**Provided text**
☆ ☆ ☆

1. Reduced Integration Overhead

No more maintaining separate preprocessing pipelines for each sensor or data type. OneLLM’s unified input handling streamlines deployment in heterogeneous environments—like autonomous vehicles (using cameras, LiDAR, and IMUs) or smart clinics (combining medical imaging with wearable sensor data).

2. Scalable Modality Expansion

Thanks to its progressive alignment strategy, integrating a new modality (e.g., thermal imaging or EEG) requires only fine-tuning the UPM—not rebuilding the entire model. This makes OneLLM a future-proof foundation for emerging sensing technologies.

3. Strong Instruction Following Across Modalities

OneLLM was trained on a curated 2-million-sample multimodal instruction dataset, covering diverse tasks like visual question answering, audio captioning, video reasoning, and even fMRI-based intent prediction. This enables it to follow complex, cross-modal instructions such as:

“Describe what’s happening in this video and explain how the person’s movement (from IMU) correlates with their actions.”

☆ ☆ ☆

**Data below**
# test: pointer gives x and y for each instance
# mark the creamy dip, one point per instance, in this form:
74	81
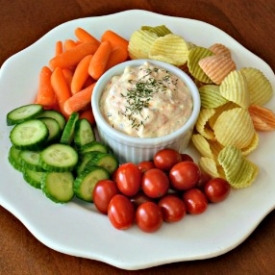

☆ ☆ ☆

**Exercises**
**A.** In the OneLLM text, what part of the model needs fine-tuning to integrate a new modality?
**B.** Reproduce word for word the stretch of the OneLLM text from "1. Reduced Integration" through "emerging sensing technologies.".

**Answers to each task**
**A.** Only the UPM needs fine-tuning, not the entire model.

**B.**
1. Reduced Integration Overhead

No more maintaining separate preprocessing pipelines for each sensor or data type. OneLLM’s unified input handling streamlines deployment in heterogeneous environments—like autonomous vehicles (using cameras, LiDAR, and IMUs) or smart clinics (combining medical imaging with wearable sensor data).

2. Scalable Modality Expansion

Thanks to its progressive alignment strategy, integrating a new modality (e.g., thermal imaging or EEG) requires only fine-tuning the UPM—not rebuilding the entire model. This makes OneLLM a future-proof foundation for emerging sensing technologies.